* BEGIN Input data *

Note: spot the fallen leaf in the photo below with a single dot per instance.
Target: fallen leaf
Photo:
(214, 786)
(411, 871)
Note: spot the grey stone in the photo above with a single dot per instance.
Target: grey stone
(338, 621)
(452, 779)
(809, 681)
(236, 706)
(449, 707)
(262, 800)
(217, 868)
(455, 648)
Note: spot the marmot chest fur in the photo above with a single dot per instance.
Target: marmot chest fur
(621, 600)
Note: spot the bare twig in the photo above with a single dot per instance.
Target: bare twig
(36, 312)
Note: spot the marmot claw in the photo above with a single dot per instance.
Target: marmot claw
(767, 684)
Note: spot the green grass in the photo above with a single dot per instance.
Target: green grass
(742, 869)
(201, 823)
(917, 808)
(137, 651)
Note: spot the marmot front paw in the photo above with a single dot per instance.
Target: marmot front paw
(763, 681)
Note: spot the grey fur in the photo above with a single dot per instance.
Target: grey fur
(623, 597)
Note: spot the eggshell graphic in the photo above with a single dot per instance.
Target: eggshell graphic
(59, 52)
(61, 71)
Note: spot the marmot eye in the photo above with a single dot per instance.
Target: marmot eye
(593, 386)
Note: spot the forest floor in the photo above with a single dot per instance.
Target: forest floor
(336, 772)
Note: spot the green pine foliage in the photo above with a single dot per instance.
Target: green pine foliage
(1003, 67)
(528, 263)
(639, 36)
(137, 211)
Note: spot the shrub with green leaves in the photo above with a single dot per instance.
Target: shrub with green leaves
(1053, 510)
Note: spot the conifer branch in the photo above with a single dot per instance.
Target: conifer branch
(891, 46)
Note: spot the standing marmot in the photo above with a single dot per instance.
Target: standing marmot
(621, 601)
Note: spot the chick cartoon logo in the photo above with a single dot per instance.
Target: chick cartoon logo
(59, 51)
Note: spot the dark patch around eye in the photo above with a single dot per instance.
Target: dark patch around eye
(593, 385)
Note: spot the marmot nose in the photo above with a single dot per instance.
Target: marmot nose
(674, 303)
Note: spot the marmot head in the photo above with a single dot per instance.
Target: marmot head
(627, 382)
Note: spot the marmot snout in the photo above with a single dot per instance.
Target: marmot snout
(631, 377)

* END Input data *

__What to work on__: Reproduce the whole listing above line for line, with no changes.

__Correct output__:
Note: spot the fallen leaf in the photo below with a single dot per instance.
Target: fallen leaf
Photo:
(214, 786)
(411, 871)
Note: spot the grey stone in the photo above with a single dot per instance.
Target: grey stone
(338, 621)
(452, 779)
(809, 681)
(236, 706)
(449, 707)
(262, 800)
(217, 868)
(455, 648)
Note: spot the marmot chest fur in the photo above with a single dot per instance.
Target: marmot chest fur
(621, 600)
Note: spot the bare twig in the photo above with a single dot per instance.
Target: bare twig
(36, 312)
Note: spot the marmot claw in the photo above with a single dot per instance.
Target: marmot claw
(767, 684)
Note: spot the green grass in the photo above with a single dot per instance.
Target: green grass
(742, 869)
(201, 823)
(917, 808)
(137, 651)
Note: spot the marmot front paw in the photo above with a single dot per instance.
Target: marmot front paw
(763, 681)
Note: spot the grey fur in the photo above with a single dot per instance.
Target: grey fur
(623, 597)
Note: spot the eggshell graphic in the photo above with a single dot per instance.
Target: eggshell graphic
(59, 52)
(61, 71)
Note: spot the marmot eye in the photo above with a single dot per instance.
Target: marmot eye
(593, 386)
Note: spot the forest floor in the photo above with a single dot per instance.
Target: forest floor
(336, 772)
Note: spot the green pine foliage in the photo above with a single dot per instance.
Target: green pine foliage
(1003, 67)
(528, 263)
(639, 36)
(137, 211)
Note: spot the shrub with green leaves in the photo above with a single dot per instance.
Target: shrub with green leaves
(1053, 510)
Note: spot the conifer branch in the photo above with a single dot per instance.
Target: conifer branch
(891, 46)
Note: spot the standing marmot in the photo above with a single dot per instance.
Target: standing marmot
(621, 601)
Note: spot the chick cartoon logo in the photo above with a single dot per instance.
Target: chick cartoon logo
(59, 51)
Note: spot the dark patch around eye in the photo above with a single dot per instance.
Target: dark patch around eye
(593, 385)
Note: spot the marmot nose in the photo above with a single dot per instance.
Target: marmot nose
(674, 303)
Note: spot the marmot head in the photo above with a single dot per instance.
Target: marmot head
(627, 382)
Note: spot the marmot snout in the photo above with a single dot per instance.
Target: marmot snout
(631, 377)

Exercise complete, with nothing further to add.